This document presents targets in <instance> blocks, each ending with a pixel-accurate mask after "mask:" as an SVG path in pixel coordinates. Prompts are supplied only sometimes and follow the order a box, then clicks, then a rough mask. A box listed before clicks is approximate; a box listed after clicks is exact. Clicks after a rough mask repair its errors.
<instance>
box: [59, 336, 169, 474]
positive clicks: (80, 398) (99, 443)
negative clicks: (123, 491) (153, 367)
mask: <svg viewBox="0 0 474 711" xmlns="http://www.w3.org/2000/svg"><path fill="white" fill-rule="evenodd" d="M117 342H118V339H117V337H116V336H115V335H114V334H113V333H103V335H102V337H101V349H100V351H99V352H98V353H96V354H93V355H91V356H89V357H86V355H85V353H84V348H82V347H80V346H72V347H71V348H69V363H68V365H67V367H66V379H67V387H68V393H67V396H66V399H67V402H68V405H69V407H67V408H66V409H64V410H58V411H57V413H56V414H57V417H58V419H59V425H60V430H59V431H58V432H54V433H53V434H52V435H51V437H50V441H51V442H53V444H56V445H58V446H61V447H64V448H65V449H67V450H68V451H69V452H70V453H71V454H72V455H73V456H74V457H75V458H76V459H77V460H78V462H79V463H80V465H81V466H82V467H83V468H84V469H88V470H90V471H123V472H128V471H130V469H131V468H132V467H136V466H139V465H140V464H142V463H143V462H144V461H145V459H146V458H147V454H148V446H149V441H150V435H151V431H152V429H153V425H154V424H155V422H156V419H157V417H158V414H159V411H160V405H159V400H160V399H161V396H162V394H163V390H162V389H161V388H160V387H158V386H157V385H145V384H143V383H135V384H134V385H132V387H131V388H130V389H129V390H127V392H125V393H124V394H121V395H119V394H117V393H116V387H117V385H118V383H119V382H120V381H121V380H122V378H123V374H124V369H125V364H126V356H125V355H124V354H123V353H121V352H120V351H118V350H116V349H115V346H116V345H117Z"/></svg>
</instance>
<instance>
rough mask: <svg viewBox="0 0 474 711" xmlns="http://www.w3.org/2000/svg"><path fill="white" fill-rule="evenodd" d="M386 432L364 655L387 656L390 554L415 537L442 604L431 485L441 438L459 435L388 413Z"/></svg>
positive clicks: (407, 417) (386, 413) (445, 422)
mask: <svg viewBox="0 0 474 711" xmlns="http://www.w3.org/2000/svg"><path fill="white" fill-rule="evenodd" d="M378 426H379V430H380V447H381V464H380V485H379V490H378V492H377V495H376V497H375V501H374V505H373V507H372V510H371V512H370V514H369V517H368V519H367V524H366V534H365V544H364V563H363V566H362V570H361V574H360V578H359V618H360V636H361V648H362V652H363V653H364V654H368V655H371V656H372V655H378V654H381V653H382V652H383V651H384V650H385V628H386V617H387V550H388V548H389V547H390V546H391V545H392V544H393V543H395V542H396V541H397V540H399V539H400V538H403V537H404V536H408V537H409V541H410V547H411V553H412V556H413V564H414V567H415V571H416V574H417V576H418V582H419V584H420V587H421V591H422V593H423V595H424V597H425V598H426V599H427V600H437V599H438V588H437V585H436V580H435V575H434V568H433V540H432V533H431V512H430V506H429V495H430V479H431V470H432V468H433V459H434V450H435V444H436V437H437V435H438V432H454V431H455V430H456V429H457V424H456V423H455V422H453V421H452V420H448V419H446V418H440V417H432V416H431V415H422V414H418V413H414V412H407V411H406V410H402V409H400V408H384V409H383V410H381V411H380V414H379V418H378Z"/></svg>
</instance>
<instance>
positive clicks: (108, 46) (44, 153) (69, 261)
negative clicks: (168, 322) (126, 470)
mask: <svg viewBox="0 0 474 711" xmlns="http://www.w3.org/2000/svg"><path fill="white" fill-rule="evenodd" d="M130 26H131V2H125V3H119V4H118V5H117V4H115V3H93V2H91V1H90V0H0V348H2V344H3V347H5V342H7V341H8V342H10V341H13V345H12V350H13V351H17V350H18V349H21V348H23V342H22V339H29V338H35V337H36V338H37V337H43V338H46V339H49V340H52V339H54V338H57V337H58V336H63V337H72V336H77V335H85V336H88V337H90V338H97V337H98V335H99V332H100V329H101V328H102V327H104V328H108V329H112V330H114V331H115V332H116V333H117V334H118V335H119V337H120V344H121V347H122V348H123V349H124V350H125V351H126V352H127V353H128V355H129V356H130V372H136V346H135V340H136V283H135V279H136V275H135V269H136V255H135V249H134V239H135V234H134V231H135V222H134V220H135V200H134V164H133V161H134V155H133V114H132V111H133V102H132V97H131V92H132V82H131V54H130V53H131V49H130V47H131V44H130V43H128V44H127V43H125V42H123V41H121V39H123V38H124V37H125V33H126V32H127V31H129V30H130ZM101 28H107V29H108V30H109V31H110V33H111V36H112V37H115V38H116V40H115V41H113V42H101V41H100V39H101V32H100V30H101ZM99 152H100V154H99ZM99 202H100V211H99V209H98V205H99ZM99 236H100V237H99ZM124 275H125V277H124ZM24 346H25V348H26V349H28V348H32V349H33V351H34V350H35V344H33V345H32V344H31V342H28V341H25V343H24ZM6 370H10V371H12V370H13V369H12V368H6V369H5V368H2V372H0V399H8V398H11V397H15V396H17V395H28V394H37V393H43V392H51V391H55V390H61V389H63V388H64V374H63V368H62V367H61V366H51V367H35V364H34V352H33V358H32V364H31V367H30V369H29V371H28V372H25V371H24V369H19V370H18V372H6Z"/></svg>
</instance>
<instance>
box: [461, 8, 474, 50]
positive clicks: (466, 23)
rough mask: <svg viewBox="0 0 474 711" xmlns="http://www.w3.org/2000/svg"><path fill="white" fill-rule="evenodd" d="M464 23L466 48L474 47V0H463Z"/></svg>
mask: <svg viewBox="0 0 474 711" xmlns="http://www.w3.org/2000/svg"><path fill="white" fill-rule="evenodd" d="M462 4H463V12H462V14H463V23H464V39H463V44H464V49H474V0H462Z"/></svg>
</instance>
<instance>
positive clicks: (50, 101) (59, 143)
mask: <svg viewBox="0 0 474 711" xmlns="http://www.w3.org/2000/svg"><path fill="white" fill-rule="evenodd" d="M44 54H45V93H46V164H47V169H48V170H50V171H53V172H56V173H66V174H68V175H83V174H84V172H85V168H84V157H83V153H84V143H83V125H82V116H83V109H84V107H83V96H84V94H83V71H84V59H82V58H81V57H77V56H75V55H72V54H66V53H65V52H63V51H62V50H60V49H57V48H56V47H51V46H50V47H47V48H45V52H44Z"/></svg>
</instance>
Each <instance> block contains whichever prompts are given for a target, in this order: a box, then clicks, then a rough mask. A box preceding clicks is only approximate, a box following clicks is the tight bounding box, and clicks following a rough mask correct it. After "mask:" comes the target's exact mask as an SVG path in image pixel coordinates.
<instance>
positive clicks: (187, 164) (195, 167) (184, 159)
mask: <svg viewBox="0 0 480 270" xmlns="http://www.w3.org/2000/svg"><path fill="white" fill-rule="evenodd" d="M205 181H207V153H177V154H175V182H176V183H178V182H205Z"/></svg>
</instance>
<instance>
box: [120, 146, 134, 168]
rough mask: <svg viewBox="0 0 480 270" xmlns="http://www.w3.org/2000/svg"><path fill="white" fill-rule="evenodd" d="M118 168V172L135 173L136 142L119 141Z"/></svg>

........

What the exercise asks
Write out every entry verbatim.

Exercise answer
This document presents targets in <instance> blocks, each ending with a pixel-accurate mask after "mask:" as an SVG path in pixel coordinates. Prompts are supplied only sometimes and follow the order a box, then clicks, then a rough mask. A box listed before clicks is approximate; a box listed after clicks is exact. Clicks after a rough mask repair its errors.
<instance>
box: [59, 336, 169, 474]
positive clicks: (80, 398) (99, 443)
negative clicks: (123, 491) (153, 367)
mask: <svg viewBox="0 0 474 711" xmlns="http://www.w3.org/2000/svg"><path fill="white" fill-rule="evenodd" d="M117 342H118V339H117V337H116V336H115V335H114V334H113V333H103V335H102V337H101V349H100V351H99V352H98V353H96V354H93V355H91V356H89V357H86V355H85V353H84V348H82V347H80V346H72V347H71V348H69V363H68V365H67V367H66V379H67V387H68V393H67V396H66V399H67V402H68V405H69V407H67V408H66V409H64V410H58V411H57V413H56V414H57V417H58V419H59V425H60V430H59V431H58V432H54V433H53V434H52V435H51V437H50V441H51V442H53V444H56V445H58V446H61V447H64V448H65V449H67V450H68V451H69V452H70V453H71V454H72V455H73V456H74V457H75V458H76V459H77V460H78V462H79V463H80V465H81V466H82V467H83V468H84V469H88V470H90V471H123V472H128V471H130V469H131V468H132V467H136V466H139V465H140V464H142V463H143V462H144V461H145V459H146V458H147V454H148V446H149V441H150V435H151V431H152V429H153V425H154V424H155V422H156V419H157V417H158V414H159V411H160V405H159V400H160V399H161V396H162V394H163V390H162V389H161V388H160V387H158V386H157V385H145V384H143V383H135V384H134V385H132V387H131V388H130V389H129V390H127V392H125V393H124V394H121V395H119V394H117V393H116V387H117V385H118V383H119V382H120V381H121V380H122V378H123V374H124V369H125V364H126V356H125V355H124V354H123V353H121V352H120V351H118V350H116V349H115V346H116V345H117Z"/></svg>
</instance>
<instance>
rough mask: <svg viewBox="0 0 474 711" xmlns="http://www.w3.org/2000/svg"><path fill="white" fill-rule="evenodd" d="M386 432L364 655L387 656L390 554L415 537L442 604L431 485L441 438L459 435L388 413Z"/></svg>
positive clicks: (407, 417) (386, 413) (445, 422)
mask: <svg viewBox="0 0 474 711" xmlns="http://www.w3.org/2000/svg"><path fill="white" fill-rule="evenodd" d="M378 426H379V430H380V447H381V464H380V485H379V490H378V492H377V495H376V497H375V501H374V505H373V507H372V510H371V512H370V514H369V517H368V519H367V524H366V534H365V544H364V563H363V566H362V570H361V574H360V578H359V618H360V636H361V648H362V652H363V653H364V654H368V655H371V656H372V655H378V654H381V653H382V652H383V651H384V650H385V628H386V617H387V550H388V548H389V547H390V546H391V545H392V544H393V543H395V542H396V541H397V540H399V539H400V538H403V537H404V536H408V537H409V541H410V547H411V553H412V556H413V564H414V567H415V571H416V574H417V576H418V582H419V584H420V587H421V591H422V593H423V595H424V597H425V598H426V599H427V600H437V599H438V588H437V585H436V580H435V575H434V568H433V540H432V533H431V512H430V506H429V495H430V479H431V470H432V468H433V459H434V450H435V444H436V437H437V435H438V432H454V431H455V430H456V429H457V424H456V423H455V422H453V421H452V420H448V419H446V418H440V417H432V416H431V415H422V414H418V413H414V412H407V411H406V410H402V409H400V408H384V409H383V410H381V411H380V414H379V418H378Z"/></svg>
</instance>
<instance>
positive clicks: (108, 46) (44, 153) (69, 261)
negative clicks: (168, 322) (126, 470)
mask: <svg viewBox="0 0 474 711" xmlns="http://www.w3.org/2000/svg"><path fill="white" fill-rule="evenodd" d="M130 26H131V2H125V3H119V4H118V5H117V4H115V3H93V2H91V1H90V0H0V348H2V344H3V347H5V342H7V341H8V342H10V341H13V345H12V350H13V351H17V350H18V349H21V348H23V342H22V339H29V338H35V337H36V338H37V337H43V338H46V339H49V340H52V339H54V338H57V337H58V336H63V337H72V336H77V335H85V336H88V337H90V338H97V337H98V335H99V332H100V329H101V328H102V327H104V328H108V329H112V330H114V331H115V332H116V333H117V334H118V335H119V337H120V344H121V347H122V348H123V349H124V350H125V351H126V352H127V353H128V355H129V356H130V372H136V346H135V340H136V283H135V279H136V275H135V269H136V255H135V249H134V239H135V234H134V231H135V222H134V220H135V200H134V164H133V161H134V155H133V114H132V111H133V102H132V97H131V92H132V82H131V54H130V53H131V49H130V47H131V44H130V43H128V44H127V43H125V42H123V41H121V39H123V38H124V37H125V33H126V32H127V31H129V30H130ZM101 28H107V29H108V30H109V31H110V33H111V36H112V37H115V38H116V40H115V41H113V42H101V41H100V39H101V32H100V30H101ZM99 152H100V154H99ZM99 202H100V211H99V209H98V205H99ZM99 236H100V237H99ZM124 275H125V277H124ZM24 346H25V348H26V349H28V348H32V349H33V351H34V350H35V344H33V345H32V344H31V342H28V341H25V343H24ZM6 370H10V371H12V370H13V369H12V368H6V369H5V368H2V372H0V399H8V398H11V397H15V396H17V395H28V394H37V393H43V392H51V391H55V390H61V389H63V388H64V374H63V368H62V367H61V366H51V367H35V364H34V352H33V358H32V364H31V367H30V369H29V371H28V372H25V371H24V369H19V370H18V372H6Z"/></svg>
</instance>
<instance>
box: [461, 8, 474, 50]
positive clicks: (466, 23)
rough mask: <svg viewBox="0 0 474 711" xmlns="http://www.w3.org/2000/svg"><path fill="white" fill-rule="evenodd" d="M464 23L466 48L474 47V0H463Z"/></svg>
mask: <svg viewBox="0 0 474 711" xmlns="http://www.w3.org/2000/svg"><path fill="white" fill-rule="evenodd" d="M462 4H463V12H462V14H463V23H464V39H463V44H464V49H474V0H462Z"/></svg>
</instance>
<instance>
positive clicks: (50, 101) (59, 143)
mask: <svg viewBox="0 0 474 711" xmlns="http://www.w3.org/2000/svg"><path fill="white" fill-rule="evenodd" d="M44 54H45V93H46V164H47V169H48V170H50V171H53V172H56V173H66V174H68V175H83V174H84V172H85V168H84V157H83V153H84V143H83V125H82V116H83V109H84V107H83V96H84V94H83V71H84V59H82V58H81V57H77V56H75V55H72V54H66V53H65V52H63V51H62V50H60V49H57V48H56V47H51V46H50V47H47V48H45V52H44Z"/></svg>
</instance>
Each <instance> block contains whichever prompts are given for a target, in this order: a box, then clicks, then a rough mask. A box preceding clicks is only approximate, a box following clicks is the tight bounding box, and clicks following a rough mask correct it. After "mask:" comes the target's exact mask as an SVG path in image pixel coordinates.
<instance>
positive clicks: (187, 164) (195, 167) (184, 159)
mask: <svg viewBox="0 0 480 270" xmlns="http://www.w3.org/2000/svg"><path fill="white" fill-rule="evenodd" d="M205 181H207V153H177V154H175V182H176V183H178V182H205Z"/></svg>
</instance>
<instance>
box: [120, 146, 134, 168]
rough mask: <svg viewBox="0 0 480 270" xmlns="http://www.w3.org/2000/svg"><path fill="white" fill-rule="evenodd" d="M118 168V172L135 173L136 142L119 141Z"/></svg>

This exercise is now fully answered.